**Instructions to follow**
Count how many lines in the rows below contain the string "mountain". Case matters. Reply with only the number.
*** Information given
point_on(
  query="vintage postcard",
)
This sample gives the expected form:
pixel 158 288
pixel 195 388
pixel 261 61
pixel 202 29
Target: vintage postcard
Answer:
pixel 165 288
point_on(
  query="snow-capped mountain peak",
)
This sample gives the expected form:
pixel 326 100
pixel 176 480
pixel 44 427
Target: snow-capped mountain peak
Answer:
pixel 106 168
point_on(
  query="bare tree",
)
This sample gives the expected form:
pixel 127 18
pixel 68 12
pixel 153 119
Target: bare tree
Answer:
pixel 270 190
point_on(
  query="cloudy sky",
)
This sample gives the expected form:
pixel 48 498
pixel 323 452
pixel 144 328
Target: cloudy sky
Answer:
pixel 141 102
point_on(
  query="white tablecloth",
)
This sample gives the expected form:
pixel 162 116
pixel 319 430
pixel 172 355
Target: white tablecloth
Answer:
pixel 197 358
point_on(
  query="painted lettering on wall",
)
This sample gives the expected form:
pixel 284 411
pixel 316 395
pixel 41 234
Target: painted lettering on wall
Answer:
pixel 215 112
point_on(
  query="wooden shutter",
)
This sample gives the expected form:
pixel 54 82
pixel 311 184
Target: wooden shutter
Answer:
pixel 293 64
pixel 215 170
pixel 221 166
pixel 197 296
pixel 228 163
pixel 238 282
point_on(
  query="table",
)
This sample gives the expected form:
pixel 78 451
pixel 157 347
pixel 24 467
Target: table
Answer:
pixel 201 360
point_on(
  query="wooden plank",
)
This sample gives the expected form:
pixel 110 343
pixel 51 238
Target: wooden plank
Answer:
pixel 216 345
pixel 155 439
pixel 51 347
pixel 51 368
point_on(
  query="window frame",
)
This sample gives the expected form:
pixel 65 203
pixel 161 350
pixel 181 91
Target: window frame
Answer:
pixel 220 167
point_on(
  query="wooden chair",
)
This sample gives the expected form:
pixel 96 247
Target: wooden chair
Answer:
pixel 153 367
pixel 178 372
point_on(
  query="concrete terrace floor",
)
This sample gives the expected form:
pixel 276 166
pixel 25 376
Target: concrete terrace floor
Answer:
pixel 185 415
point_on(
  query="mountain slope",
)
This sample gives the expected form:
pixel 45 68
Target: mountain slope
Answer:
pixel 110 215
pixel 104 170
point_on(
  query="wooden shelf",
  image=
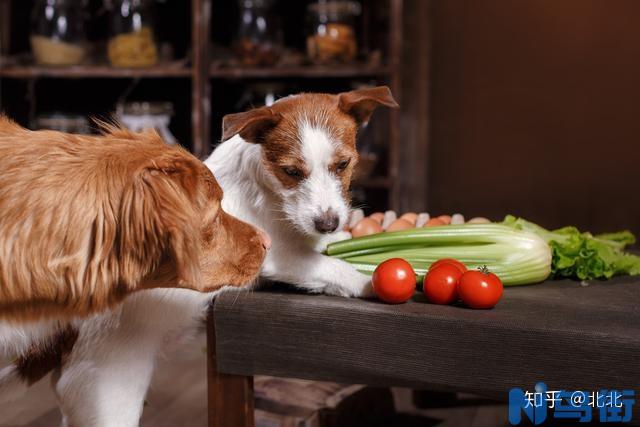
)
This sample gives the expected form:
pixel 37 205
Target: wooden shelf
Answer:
pixel 308 71
pixel 377 182
pixel 171 70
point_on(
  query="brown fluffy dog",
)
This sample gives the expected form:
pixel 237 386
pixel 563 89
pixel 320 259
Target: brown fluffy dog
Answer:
pixel 85 220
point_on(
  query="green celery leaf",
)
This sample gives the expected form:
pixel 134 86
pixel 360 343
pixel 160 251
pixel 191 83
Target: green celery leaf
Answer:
pixel 581 255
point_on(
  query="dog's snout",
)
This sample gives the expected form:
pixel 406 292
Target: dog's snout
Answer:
pixel 264 239
pixel 327 222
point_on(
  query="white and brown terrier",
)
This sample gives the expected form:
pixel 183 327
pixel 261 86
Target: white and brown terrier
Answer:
pixel 284 168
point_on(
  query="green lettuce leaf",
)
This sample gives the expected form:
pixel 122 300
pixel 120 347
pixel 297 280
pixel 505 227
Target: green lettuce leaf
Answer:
pixel 581 255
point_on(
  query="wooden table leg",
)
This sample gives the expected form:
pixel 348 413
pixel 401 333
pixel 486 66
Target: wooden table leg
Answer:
pixel 230 397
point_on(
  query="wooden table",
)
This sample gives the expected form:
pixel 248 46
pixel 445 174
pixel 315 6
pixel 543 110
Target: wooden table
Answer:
pixel 566 334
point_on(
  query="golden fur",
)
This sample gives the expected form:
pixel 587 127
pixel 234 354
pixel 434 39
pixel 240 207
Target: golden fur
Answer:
pixel 85 220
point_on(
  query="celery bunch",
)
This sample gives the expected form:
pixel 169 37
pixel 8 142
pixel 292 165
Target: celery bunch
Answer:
pixel 518 251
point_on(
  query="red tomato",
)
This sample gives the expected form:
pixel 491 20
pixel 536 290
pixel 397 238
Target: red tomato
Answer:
pixel 480 289
pixel 394 281
pixel 440 284
pixel 451 261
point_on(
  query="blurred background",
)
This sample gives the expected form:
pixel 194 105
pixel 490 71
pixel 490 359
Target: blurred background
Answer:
pixel 523 107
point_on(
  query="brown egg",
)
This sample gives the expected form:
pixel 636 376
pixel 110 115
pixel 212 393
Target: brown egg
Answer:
pixel 399 224
pixel 478 220
pixel 445 218
pixel 434 222
pixel 365 227
pixel 411 217
pixel 377 216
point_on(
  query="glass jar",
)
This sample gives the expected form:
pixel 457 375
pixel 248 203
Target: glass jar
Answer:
pixel 137 116
pixel 63 122
pixel 132 42
pixel 259 38
pixel 58 35
pixel 332 34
******
**Complete response**
4